*** Given entries ***

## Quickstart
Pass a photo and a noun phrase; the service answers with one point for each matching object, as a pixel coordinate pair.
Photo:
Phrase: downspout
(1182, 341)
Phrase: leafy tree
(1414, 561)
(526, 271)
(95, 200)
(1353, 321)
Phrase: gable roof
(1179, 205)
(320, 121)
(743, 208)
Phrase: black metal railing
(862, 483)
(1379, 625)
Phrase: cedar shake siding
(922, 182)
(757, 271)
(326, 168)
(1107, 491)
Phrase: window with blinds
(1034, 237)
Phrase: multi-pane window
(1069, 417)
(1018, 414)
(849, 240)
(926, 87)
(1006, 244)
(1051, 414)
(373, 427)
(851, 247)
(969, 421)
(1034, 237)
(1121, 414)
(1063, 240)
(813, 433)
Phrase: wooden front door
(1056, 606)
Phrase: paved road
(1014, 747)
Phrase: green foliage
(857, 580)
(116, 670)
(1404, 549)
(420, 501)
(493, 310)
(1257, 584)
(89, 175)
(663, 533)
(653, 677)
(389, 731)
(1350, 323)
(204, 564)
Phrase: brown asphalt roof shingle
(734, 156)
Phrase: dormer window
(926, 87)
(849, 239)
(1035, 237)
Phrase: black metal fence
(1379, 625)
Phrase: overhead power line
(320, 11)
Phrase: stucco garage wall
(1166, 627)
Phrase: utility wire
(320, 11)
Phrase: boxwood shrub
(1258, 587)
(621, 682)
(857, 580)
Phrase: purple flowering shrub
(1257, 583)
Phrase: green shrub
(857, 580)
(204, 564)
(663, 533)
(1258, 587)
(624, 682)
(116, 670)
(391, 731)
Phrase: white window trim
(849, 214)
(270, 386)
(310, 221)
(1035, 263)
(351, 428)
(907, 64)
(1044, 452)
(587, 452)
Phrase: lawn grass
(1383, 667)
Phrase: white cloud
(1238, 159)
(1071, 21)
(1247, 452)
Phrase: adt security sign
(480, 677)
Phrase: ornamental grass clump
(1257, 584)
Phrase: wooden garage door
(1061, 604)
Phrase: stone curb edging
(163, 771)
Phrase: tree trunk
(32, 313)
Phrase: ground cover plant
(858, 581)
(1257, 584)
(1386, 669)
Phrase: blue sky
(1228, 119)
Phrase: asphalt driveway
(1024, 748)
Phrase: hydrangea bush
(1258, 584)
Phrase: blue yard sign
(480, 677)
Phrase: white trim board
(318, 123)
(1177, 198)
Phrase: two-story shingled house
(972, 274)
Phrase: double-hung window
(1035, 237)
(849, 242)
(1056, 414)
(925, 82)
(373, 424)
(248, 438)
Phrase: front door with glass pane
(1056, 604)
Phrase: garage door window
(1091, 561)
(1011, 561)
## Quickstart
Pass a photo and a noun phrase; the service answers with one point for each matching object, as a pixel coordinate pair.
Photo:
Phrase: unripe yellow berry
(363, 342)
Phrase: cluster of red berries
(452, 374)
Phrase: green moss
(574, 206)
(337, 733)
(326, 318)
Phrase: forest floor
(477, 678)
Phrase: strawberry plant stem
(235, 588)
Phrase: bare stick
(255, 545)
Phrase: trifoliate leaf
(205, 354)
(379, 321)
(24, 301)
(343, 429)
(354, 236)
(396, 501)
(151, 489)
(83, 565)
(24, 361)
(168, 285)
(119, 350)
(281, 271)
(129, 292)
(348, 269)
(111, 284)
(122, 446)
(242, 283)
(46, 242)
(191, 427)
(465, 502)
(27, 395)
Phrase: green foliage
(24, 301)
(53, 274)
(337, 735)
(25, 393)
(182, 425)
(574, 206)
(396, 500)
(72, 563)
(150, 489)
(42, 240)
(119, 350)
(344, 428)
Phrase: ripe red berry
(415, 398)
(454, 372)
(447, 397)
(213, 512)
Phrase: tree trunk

***
*** Given entries ***

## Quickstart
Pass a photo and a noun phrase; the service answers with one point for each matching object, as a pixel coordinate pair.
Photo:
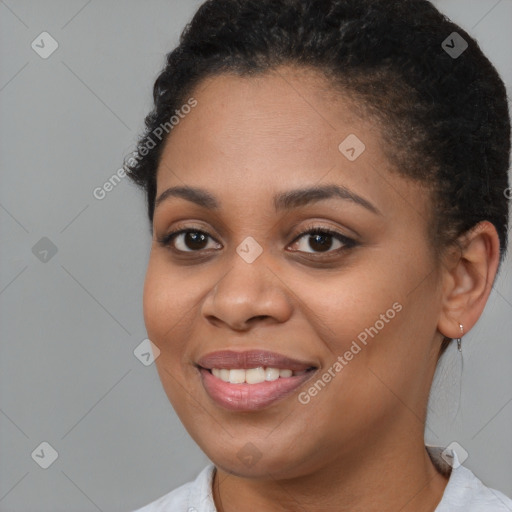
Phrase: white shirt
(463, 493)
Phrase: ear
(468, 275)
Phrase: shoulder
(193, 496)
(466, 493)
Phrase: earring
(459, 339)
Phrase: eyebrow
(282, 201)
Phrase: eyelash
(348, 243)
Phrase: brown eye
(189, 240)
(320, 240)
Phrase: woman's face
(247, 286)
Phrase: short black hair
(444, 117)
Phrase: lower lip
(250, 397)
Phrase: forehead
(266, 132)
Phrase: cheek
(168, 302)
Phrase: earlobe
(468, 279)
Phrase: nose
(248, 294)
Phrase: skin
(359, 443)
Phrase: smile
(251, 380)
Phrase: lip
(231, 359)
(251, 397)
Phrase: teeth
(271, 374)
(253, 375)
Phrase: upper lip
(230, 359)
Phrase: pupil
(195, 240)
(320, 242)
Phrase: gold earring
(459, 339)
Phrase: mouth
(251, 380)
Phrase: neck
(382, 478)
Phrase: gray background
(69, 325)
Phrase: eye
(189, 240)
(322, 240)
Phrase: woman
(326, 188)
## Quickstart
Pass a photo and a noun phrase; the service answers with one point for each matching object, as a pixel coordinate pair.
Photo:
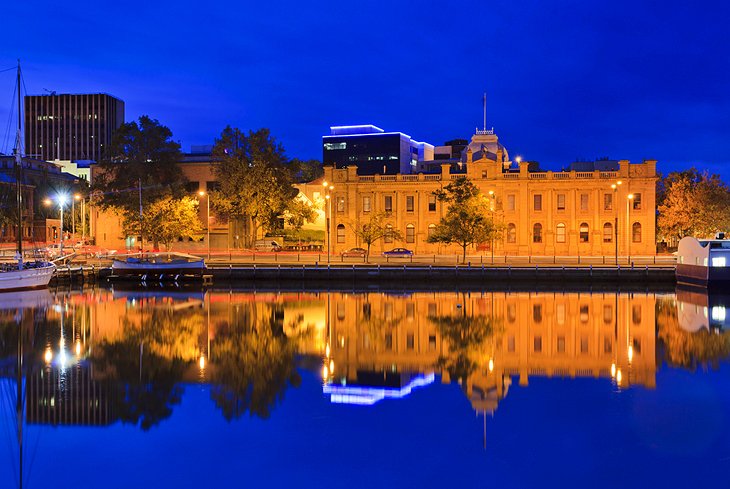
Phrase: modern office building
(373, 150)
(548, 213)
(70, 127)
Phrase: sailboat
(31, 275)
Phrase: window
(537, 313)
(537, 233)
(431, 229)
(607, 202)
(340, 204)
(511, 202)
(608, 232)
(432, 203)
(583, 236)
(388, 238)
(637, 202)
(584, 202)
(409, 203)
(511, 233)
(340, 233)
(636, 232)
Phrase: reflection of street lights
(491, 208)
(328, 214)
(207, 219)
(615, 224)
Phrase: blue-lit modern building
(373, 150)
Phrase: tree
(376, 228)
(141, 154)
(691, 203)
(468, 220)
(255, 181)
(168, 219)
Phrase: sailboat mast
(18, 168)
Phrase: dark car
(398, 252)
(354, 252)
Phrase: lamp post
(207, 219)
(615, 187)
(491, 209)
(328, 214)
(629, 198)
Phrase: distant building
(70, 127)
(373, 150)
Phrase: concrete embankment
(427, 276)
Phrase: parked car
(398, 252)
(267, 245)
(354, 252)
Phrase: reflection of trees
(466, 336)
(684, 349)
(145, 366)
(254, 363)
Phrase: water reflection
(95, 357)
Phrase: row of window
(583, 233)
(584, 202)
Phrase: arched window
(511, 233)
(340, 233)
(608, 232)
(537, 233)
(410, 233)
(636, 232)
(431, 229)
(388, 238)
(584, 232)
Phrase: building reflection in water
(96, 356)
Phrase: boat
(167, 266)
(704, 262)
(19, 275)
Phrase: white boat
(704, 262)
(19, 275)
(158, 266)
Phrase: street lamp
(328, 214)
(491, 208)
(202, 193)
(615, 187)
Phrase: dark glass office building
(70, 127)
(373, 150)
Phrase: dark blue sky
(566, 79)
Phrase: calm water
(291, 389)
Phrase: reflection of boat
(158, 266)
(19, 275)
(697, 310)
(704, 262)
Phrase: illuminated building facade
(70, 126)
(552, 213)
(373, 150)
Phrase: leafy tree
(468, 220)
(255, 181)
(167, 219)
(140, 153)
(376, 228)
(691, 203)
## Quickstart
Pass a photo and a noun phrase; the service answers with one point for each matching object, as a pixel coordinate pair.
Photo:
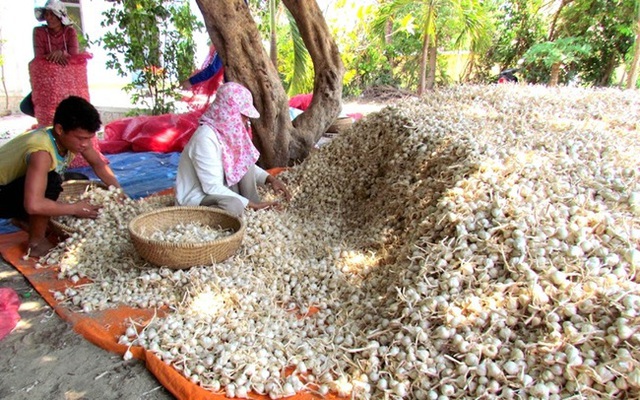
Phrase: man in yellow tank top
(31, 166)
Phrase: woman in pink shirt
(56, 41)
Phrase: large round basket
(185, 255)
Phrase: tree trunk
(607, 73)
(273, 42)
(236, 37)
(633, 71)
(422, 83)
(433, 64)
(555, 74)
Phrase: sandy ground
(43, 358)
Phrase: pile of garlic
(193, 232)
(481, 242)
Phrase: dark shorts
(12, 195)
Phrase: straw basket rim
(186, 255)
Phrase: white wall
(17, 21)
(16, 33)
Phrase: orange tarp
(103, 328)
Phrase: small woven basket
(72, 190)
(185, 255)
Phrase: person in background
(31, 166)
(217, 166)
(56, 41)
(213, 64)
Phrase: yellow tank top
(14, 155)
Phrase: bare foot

***
*** Given entries ***

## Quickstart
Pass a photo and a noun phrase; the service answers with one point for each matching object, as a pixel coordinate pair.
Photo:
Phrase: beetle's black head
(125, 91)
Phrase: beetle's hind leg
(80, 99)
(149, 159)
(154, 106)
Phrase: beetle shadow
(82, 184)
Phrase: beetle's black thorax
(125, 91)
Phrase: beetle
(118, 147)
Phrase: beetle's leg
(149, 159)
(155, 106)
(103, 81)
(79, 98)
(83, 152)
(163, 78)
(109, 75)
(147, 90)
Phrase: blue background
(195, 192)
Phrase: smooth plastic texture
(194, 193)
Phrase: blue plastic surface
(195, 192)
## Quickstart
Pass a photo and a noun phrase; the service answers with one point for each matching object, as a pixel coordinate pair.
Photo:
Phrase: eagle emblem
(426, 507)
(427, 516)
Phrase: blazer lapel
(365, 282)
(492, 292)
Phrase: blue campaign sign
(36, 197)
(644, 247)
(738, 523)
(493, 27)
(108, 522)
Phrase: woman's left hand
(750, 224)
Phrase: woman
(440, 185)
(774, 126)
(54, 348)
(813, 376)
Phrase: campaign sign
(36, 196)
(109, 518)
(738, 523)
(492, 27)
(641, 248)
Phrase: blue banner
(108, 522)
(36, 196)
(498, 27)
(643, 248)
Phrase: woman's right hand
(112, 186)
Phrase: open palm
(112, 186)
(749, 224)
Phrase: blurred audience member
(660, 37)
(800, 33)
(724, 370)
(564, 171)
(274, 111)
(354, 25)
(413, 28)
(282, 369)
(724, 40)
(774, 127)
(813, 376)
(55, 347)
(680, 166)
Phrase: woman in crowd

***

• Work required
All that is wanted is an exact copy of the lines above from the one with "Phrase: blue campaign sign" through the one with "Phrase: woman in crowd", with both ends included.

• Response box
Phrase: blue campaign sign
(36, 197)
(644, 247)
(738, 523)
(493, 27)
(108, 522)
Phrase: woman's left hand
(750, 224)
Phrase: woman
(440, 185)
(774, 126)
(54, 348)
(813, 376)
Phrase: campaign sign
(36, 196)
(109, 518)
(738, 523)
(492, 27)
(641, 248)
Phrase: blue banner
(108, 522)
(36, 196)
(498, 27)
(643, 248)
Phrase: woman's right hand
(112, 186)
Phrase: open palm
(112, 186)
(749, 224)
Phrase: blurred audience member
(660, 37)
(800, 33)
(724, 370)
(564, 171)
(274, 111)
(354, 25)
(413, 28)
(282, 369)
(724, 40)
(774, 127)
(813, 376)
(55, 347)
(680, 166)
Phrase: woman in crowd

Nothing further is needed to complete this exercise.